MATERIAL PROVIDED Start Marker
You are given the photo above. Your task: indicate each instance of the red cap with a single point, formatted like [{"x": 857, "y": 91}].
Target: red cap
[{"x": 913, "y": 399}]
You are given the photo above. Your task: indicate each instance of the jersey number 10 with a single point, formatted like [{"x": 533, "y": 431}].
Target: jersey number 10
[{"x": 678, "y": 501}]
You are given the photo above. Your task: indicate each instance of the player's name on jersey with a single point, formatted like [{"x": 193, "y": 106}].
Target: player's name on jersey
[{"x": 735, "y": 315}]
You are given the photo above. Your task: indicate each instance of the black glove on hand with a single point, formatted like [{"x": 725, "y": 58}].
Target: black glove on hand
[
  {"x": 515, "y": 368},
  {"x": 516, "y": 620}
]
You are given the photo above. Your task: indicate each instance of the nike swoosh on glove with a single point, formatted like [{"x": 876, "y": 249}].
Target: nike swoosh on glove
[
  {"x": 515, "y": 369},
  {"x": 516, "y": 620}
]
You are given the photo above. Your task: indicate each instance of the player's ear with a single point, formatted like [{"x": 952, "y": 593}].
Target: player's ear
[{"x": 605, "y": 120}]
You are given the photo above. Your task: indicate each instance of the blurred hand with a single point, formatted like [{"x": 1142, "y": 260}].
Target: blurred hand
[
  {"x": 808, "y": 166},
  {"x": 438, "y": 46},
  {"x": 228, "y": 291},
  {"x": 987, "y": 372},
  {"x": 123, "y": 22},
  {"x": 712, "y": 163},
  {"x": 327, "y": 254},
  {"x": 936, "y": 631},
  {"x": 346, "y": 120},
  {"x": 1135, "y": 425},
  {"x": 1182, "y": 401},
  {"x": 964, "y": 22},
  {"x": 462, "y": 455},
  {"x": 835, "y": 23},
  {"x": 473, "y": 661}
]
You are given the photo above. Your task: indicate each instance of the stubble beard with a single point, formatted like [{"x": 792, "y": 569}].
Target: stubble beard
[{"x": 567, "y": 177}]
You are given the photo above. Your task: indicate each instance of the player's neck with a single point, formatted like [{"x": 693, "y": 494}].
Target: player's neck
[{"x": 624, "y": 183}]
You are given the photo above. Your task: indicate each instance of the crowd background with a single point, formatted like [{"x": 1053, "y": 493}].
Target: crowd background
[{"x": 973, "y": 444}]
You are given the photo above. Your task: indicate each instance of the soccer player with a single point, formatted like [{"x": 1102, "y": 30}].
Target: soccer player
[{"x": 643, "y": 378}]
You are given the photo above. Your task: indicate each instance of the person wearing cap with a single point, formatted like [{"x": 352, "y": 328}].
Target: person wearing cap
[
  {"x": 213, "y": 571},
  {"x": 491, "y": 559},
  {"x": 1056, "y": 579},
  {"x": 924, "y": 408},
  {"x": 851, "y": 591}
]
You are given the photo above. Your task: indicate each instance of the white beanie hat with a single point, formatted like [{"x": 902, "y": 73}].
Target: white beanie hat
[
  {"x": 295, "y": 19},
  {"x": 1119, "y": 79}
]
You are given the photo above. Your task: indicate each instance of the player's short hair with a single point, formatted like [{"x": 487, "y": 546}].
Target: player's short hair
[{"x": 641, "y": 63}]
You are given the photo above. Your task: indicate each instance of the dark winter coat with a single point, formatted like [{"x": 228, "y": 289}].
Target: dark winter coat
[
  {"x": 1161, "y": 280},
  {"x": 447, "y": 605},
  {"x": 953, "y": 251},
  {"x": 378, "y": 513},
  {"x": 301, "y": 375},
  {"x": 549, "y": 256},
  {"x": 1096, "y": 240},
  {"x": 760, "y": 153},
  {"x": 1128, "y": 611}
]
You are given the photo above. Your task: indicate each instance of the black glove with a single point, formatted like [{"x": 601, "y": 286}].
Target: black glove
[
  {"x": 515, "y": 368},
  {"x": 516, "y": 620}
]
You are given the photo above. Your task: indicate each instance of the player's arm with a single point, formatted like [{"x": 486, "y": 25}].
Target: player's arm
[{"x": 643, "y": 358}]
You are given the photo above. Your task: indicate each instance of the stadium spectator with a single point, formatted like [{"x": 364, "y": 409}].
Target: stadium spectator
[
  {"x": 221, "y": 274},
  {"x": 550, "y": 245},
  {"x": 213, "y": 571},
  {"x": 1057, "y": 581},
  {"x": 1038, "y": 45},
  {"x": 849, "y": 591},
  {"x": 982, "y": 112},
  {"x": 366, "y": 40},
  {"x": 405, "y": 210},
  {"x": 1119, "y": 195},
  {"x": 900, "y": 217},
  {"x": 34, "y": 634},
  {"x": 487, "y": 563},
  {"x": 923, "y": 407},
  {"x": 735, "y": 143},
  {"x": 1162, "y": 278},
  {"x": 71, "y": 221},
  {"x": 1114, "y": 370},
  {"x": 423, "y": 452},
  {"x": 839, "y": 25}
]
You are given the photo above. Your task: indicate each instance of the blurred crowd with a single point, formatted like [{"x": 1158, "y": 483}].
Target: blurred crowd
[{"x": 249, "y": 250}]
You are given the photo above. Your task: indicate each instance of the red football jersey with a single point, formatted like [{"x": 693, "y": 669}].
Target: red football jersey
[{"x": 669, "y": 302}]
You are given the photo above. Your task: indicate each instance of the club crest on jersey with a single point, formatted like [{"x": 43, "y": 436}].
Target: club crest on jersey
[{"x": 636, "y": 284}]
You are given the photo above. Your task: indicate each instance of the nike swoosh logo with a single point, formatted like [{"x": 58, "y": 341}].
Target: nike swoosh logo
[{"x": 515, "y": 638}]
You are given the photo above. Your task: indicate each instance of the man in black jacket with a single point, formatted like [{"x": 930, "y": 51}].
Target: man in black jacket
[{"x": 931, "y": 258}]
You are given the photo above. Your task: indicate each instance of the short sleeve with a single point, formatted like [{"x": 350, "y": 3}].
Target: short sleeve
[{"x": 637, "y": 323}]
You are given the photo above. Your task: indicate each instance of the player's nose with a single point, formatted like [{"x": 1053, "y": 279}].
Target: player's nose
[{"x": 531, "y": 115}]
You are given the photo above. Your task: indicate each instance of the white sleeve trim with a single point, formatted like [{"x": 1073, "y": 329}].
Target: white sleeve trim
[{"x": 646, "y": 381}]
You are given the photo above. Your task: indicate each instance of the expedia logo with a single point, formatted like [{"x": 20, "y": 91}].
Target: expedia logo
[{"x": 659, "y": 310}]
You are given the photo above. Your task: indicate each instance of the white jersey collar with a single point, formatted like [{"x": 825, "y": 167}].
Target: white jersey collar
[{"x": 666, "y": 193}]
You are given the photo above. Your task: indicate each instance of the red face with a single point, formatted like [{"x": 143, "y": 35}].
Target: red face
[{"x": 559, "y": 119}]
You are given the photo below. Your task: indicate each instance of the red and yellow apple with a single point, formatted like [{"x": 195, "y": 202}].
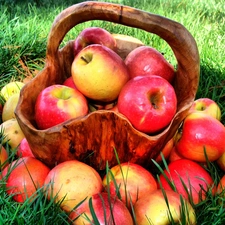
MATERIAL PROVIDED End Marker
Restate all entries exactly; pictures stay out.

You are given the photo above. Your task: indicate each instance of the red cap with a single point, formatted like [{"x": 857, "y": 91}].
Target: red cap
[{"x": 913, "y": 399}]
You are given the photo above. Your task: indicate each instance of the jersey number 10 with a single point, formatted like [{"x": 533, "y": 431}].
Target: jersey number 10
[{"x": 678, "y": 501}]
You are given the photo above. Your task: indicate each instance of the player's name on jersey with a single point, formatted like [{"x": 193, "y": 106}].
Target: player's name on jersey
[{"x": 735, "y": 315}]
You are given the photo above. Your task: indicate each instance of the black glove on hand with a single point, formatted like [{"x": 725, "y": 58}].
Target: black glove on hand
[
  {"x": 515, "y": 368},
  {"x": 516, "y": 620}
]
You are given the photo above. Your task: indicate each instance of the nike swoosh on glove with a single point, formatted like [{"x": 876, "y": 249}].
Target: nike swoosh on glove
[
  {"x": 515, "y": 369},
  {"x": 516, "y": 620}
]
You are given the photo above. Your task: indicate each instance of the player's ear with a single point, formatted like [{"x": 952, "y": 593}].
Target: player's ear
[{"x": 605, "y": 120}]
You are given the photo above. Your task: indicate each instance of the blurred hand with a single point, formatted like [{"x": 1142, "y": 260}].
Target: blurred hand
[
  {"x": 808, "y": 166},
  {"x": 438, "y": 46},
  {"x": 228, "y": 291},
  {"x": 987, "y": 372},
  {"x": 123, "y": 22},
  {"x": 712, "y": 163},
  {"x": 327, "y": 254},
  {"x": 936, "y": 631},
  {"x": 346, "y": 120},
  {"x": 1135, "y": 425},
  {"x": 1182, "y": 401},
  {"x": 964, "y": 22},
  {"x": 462, "y": 455},
  {"x": 835, "y": 23},
  {"x": 473, "y": 661}
]
You are given the photo above. Your task: indicate each instance of the stubble beard with a single point, formatted like [{"x": 792, "y": 569}].
Target: stubble beard
[{"x": 567, "y": 177}]
You are given the photo above. Your task: indicate each instance of the player's neck with a single point, formatted like [{"x": 693, "y": 494}].
Target: player's neck
[{"x": 624, "y": 183}]
You are given the photo above. Your task: indicate each instance of the crowd background with a single point, formatted like [{"x": 1053, "y": 493}].
Target: crowd background
[{"x": 973, "y": 444}]
You are given the photo above. Your task: indicate each instance of the soccer player with a single point, formatted like [{"x": 1102, "y": 30}].
Target: soccer player
[{"x": 643, "y": 378}]
You are given the photo above. Your task: indicate each instance of the person wearing cap with a single point, formatted like [{"x": 352, "y": 328}].
Target: person wearing cap
[
  {"x": 213, "y": 571},
  {"x": 491, "y": 559},
  {"x": 1056, "y": 579},
  {"x": 924, "y": 408},
  {"x": 851, "y": 591}
]
You are given the photo above. Your task: indicate each instance of the white beanie hat with a single point, formatted like [{"x": 902, "y": 73}].
Target: white beanie hat
[
  {"x": 295, "y": 19},
  {"x": 1119, "y": 79}
]
You are given the photo above. Your task: indicate each instance of the player's short hair with a single point, formatted like [{"x": 487, "y": 546}].
Target: player's short hair
[{"x": 641, "y": 63}]
You are given the photo above. Your task: indicate each instance of the dark winter coat with a single point, formatted like [{"x": 228, "y": 289}].
Target: dark winter coat
[
  {"x": 1161, "y": 280},
  {"x": 447, "y": 605},
  {"x": 953, "y": 251},
  {"x": 378, "y": 513},
  {"x": 301, "y": 375},
  {"x": 549, "y": 256},
  {"x": 1096, "y": 240},
  {"x": 760, "y": 153},
  {"x": 1128, "y": 611}
]
You are given the photo above. Your task: indicate each instance of the black glove with a single point, formatted like [{"x": 601, "y": 286}].
Target: black glove
[
  {"x": 515, "y": 368},
  {"x": 516, "y": 620}
]
You are given the photo above. Your task: indicate each instance of the player's arm with a single point, formatted like [{"x": 486, "y": 25}].
Target: player's arm
[{"x": 643, "y": 358}]
You are given the photo above. Your task: indicate each instance of the stadium spectator with a single point, formatted like [{"x": 364, "y": 409}].
Target: stadium spectator
[
  {"x": 221, "y": 274},
  {"x": 550, "y": 245},
  {"x": 213, "y": 571},
  {"x": 1057, "y": 581},
  {"x": 1038, "y": 45},
  {"x": 849, "y": 591},
  {"x": 982, "y": 112},
  {"x": 366, "y": 40},
  {"x": 405, "y": 210},
  {"x": 1119, "y": 195},
  {"x": 900, "y": 217},
  {"x": 34, "y": 634},
  {"x": 487, "y": 563},
  {"x": 923, "y": 407},
  {"x": 735, "y": 143},
  {"x": 1162, "y": 278},
  {"x": 71, "y": 221},
  {"x": 1114, "y": 370},
  {"x": 423, "y": 452},
  {"x": 839, "y": 25}
]
You are given the photo above. Your task: indicate each instance of the blurred crowd with a single point, formatted like [{"x": 1158, "y": 483}].
Target: blurred crowd
[{"x": 249, "y": 250}]
You are given the photo above. Your task: indicate each instance of the red football jersey with a single point, formatted like [{"x": 693, "y": 669}].
Target: red football jersey
[{"x": 669, "y": 302}]
You are given the photo above. Your task: indicate each instance of the club crest on jersey with a single point, formatted like [{"x": 43, "y": 436}].
Target: club crest on jersey
[{"x": 636, "y": 284}]
You are given the photo above. Your task: indicate each instance of the nike swoosh logo with a single point, formatted like [{"x": 58, "y": 341}].
Target: nike swoosh logo
[{"x": 515, "y": 638}]
You are given the photo above. Your task: indicate each instance of the man in black jacket with a single point, formatted like [{"x": 930, "y": 51}].
Target: man in black jacket
[{"x": 931, "y": 258}]
You are given the photo above. Your task: indicate each instance of the short sleeve with a single point, formatted like [{"x": 350, "y": 3}].
Target: short sleeve
[{"x": 637, "y": 323}]
You are given the photo above. Your task: indicate each instance of the player's nose with a single point, formatted like [{"x": 1053, "y": 279}].
Target: player's nose
[{"x": 531, "y": 115}]
You are given the photo above. Your task: indicate each instance of the white sleeve trim with a single point, formatted like [{"x": 1073, "y": 329}].
Target: white sleeve trim
[{"x": 646, "y": 381}]
You are given the photo above. Your task: indicate each instance of the expedia logo with a single point, formatted like [{"x": 20, "y": 91}].
Target: expedia logo
[{"x": 659, "y": 310}]
You are given the photo above. Your task: indicate each instance of the white jersey collar with a single point, formatted like [{"x": 825, "y": 167}].
Target: white jersey collar
[{"x": 666, "y": 193}]
You are given the photo above. Your task: indicate each instance of the red face with a single point, formatted like [{"x": 143, "y": 35}].
Target: red face
[{"x": 559, "y": 119}]
You are given the photo below. Your task: indicate each instance of the red and yellow apple with a single point, formatted like [{"x": 195, "y": 202}].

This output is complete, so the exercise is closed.